-- Problem to work on --
Reproduce everything from the line containing "on the rigging" down to the end of the records, renaming "sailboat hull" to "ship hull" and leaving everything else unchanged.

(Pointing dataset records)
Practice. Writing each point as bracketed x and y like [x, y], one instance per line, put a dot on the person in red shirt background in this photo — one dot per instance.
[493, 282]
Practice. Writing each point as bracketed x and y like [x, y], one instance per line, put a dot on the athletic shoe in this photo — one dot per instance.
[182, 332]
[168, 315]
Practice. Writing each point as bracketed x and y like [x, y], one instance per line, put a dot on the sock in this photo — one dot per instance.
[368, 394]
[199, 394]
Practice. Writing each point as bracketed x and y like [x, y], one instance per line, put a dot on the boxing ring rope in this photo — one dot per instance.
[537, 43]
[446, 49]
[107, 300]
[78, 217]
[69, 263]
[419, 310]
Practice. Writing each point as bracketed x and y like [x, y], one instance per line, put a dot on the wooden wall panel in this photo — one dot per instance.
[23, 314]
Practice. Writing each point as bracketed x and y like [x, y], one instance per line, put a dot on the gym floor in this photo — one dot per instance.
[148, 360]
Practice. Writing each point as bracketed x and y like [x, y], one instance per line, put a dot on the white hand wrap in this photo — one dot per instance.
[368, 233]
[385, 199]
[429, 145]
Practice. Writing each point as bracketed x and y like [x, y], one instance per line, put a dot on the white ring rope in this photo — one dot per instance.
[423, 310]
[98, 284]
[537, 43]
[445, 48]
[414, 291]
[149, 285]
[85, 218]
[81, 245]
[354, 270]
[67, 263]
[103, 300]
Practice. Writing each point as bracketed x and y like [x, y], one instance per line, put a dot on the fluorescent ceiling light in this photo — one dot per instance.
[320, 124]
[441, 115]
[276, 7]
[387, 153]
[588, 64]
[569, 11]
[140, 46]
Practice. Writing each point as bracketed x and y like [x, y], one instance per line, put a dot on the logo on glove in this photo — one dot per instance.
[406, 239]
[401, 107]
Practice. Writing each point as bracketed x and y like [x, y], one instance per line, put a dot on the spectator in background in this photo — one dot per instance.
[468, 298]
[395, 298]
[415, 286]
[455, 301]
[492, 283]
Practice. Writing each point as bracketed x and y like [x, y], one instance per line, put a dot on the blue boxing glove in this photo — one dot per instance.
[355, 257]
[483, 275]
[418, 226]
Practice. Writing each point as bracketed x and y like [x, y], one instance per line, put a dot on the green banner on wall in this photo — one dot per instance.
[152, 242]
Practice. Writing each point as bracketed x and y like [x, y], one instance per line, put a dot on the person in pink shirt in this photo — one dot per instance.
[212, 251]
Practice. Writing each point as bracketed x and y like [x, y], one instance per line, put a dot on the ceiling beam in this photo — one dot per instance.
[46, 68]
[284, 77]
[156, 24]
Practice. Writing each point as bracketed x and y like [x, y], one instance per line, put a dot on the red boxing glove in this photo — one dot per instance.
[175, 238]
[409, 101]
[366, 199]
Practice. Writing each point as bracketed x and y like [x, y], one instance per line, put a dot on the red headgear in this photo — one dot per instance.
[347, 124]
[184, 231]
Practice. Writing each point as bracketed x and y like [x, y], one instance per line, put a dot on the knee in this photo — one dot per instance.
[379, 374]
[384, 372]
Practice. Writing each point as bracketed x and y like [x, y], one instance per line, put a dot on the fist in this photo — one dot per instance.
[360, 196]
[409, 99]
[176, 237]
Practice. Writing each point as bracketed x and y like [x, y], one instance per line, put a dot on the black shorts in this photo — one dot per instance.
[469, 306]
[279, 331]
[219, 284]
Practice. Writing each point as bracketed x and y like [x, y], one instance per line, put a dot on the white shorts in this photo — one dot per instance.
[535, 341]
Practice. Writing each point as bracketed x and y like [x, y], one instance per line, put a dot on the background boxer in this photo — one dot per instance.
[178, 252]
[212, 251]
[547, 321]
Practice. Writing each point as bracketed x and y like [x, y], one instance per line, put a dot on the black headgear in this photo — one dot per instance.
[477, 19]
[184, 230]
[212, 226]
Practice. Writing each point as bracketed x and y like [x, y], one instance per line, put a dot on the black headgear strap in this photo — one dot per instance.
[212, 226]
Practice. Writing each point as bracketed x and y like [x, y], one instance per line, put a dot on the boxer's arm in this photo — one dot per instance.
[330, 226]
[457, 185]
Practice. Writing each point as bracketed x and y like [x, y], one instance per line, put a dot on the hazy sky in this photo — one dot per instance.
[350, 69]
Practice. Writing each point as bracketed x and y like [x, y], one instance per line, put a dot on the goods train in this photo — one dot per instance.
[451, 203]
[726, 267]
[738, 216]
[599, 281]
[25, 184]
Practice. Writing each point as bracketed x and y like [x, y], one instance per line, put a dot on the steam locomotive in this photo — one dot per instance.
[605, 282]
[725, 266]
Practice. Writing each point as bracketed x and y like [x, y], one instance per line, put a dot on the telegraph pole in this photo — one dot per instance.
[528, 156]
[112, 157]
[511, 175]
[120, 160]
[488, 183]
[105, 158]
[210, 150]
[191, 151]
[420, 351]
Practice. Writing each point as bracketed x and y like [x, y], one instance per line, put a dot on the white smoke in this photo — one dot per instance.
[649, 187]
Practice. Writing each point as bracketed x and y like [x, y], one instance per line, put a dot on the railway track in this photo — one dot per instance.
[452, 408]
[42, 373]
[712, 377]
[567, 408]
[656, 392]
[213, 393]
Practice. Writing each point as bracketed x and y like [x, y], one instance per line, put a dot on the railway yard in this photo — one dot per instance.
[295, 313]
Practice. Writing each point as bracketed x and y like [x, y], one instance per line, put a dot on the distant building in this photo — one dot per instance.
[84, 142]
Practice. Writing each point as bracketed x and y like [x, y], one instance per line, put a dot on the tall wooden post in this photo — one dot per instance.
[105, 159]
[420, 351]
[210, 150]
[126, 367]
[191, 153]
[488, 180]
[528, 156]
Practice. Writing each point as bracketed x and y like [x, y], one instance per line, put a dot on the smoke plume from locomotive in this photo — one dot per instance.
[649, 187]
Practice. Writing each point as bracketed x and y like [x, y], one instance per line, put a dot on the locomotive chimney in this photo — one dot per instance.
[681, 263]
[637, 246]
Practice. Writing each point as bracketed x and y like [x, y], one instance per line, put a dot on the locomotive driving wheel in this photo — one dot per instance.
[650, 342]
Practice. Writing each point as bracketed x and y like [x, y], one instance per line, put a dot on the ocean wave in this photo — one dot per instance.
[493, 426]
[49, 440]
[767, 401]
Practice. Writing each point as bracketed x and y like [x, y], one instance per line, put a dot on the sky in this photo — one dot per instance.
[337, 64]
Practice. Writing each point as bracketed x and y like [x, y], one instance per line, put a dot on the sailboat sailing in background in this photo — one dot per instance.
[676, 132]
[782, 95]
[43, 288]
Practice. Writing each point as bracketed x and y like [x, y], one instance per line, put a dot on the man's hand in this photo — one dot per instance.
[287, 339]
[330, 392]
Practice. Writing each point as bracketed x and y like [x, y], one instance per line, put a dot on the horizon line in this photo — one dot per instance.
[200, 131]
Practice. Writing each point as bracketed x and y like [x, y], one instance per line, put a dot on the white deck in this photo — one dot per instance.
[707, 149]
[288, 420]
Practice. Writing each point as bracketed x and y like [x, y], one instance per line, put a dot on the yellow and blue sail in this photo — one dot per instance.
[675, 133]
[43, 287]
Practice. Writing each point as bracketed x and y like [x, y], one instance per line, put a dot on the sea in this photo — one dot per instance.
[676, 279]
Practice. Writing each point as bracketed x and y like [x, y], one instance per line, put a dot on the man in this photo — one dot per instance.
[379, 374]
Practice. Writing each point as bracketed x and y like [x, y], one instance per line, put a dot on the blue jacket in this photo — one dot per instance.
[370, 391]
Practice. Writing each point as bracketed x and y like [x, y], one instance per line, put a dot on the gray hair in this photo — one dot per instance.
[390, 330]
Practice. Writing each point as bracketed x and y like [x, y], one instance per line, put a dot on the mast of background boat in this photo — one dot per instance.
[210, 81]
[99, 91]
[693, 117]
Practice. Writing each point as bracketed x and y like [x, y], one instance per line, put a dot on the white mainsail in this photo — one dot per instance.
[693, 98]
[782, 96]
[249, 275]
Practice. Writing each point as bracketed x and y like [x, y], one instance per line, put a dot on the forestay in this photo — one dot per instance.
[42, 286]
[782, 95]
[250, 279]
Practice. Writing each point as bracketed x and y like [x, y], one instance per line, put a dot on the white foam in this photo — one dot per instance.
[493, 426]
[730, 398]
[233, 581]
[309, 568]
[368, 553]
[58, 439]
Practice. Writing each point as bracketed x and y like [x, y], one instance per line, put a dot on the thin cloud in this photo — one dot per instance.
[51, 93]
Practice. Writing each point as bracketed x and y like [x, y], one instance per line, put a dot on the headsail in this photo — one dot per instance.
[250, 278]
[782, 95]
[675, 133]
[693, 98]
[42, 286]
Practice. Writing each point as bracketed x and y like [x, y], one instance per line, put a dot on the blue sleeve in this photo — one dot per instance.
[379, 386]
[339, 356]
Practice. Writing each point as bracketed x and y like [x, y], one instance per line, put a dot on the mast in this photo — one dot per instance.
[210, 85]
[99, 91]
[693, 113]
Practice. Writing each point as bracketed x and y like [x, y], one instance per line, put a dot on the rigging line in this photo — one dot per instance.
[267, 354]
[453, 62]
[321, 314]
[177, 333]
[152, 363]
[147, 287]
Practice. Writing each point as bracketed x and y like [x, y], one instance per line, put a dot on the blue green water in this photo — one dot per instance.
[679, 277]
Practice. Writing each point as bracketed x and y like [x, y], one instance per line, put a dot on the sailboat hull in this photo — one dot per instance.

-- Completed task --
Practice. Writing each point as bracketed x and y like [x, y], one instance per line, put a dot on the rigging line in this photo — one dot per instance.
[267, 354]
[453, 62]
[321, 314]
[177, 333]
[152, 363]
[147, 287]
Practice. Writing each point as bracketed x and y like [x, y], one instance per line, put a dot on the blue green water in this photo — one dot per instance.
[679, 277]
Practice. Writing each point as bracketed x and y like [x, y], one instance per line, put a dot on the ship hull in this photo — one dot per instance.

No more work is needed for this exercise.